* Direction 1 *
Rewrite the lines of the stored dataset items as a numbered list, skipping blank lines and leaving the pictures out.

Begin Text provided

These two excerpts require very different things from the implementation. And it is clear that the C specification places no requirement on an implementation to mimic the behavior of the former kind of comparison in cases where the latter kind is invoked and vice versa. The implementation is only required to follow this rule (7.18.1.4 Integer types capable of holding object pointers in C99 or 7.20.1.4 in C11):
The [uintptr_t] type designates an unsigned integer type with the property that any valid pointer to void can be converted to this type, then converted back to pointer to void, and the result will compare equal to the original pointer.
(Addendum: The above quote isn't applicable in this case, because the conversion from int* to uintptr_t does not involve void* as an intermediate step. See Hadi's answer for an explanation and citation on this. Still, the conversion in question is implementation-defined and the two comparisons you are attempting are not required to exhibit the same behavior, which is the main takeaway here.)
As an example of the difference, consider two pointers that point at the same address of two different address spaces. Comparing them as pointers shouldn't return true, but comparing them as unsigned integers might.
&a + 1 is an integer added to a pointer, which is subject to the following rules (6.5.6 Additive operators, point 8):
When an expression that has integer type is added to or subtracted from a pointer, the
result has the type of the pointer operand. If the pointer operand points to an element of
an array object, and the array is large enough, the result points to an element offset from
the original element such that the difference of the subscripts of the resulting and original
array elements equals the integer expression. In other words, if the expression P points to
the i-th element of an array object, the expressions (P)+N (equivalently, N+(P)) and
(P)-N (where N has the value n) point to, respectively, the i+n-th and i−n-th elements of
the array object, provided they exist. Moreover, if the expression P points to the last
element of an array object, the expression (P)+1 points one past the last element of the
array object, and if the expression Q points one past the last element of an array object,
the expression (Q)-1 points to the last element of the array object. If both the pointer
operand and the result point to elements of the same array object, or one past the last
element of the array object, the evaluation shall not produce an overflow; otherwise, the
behavior is undefined. If the result points one past the last element of the array object, it
shall not be used as the operand of a unary * operator that is evaluated.

End Text provided
Begin Data records

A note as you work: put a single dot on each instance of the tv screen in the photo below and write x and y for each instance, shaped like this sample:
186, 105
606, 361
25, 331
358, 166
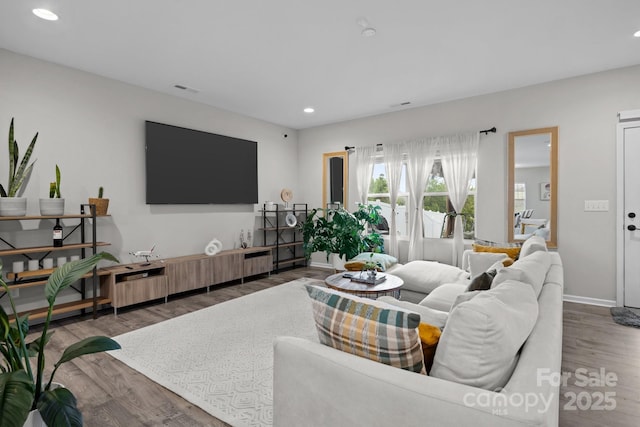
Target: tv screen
186, 166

End Data records

* Direction 2 *
Answer these questions using the excerpt on the C specification:
(a) Which section of C99 is cited for integer types capable of holding object pointers?
(b) Which section and point are given for the rules on adding an integer to a pointer?
(c) If P points to the last element of an array object, where does (P)+1 point?

* Exercise response 1 *
1. A note as you work: put a single dot on each instance of the tv screen in the photo below and write x and y for each instance, shaped like this sample:
2. 186, 105
3. 606, 361
4. 25, 331
5. 358, 166
6. Target: tv screen
7. 186, 166

* Exercise response 2 *
(a) 7.18.1.4
(b) 6.5.6 Additive operators, point 8
(c) One past the last element of the array object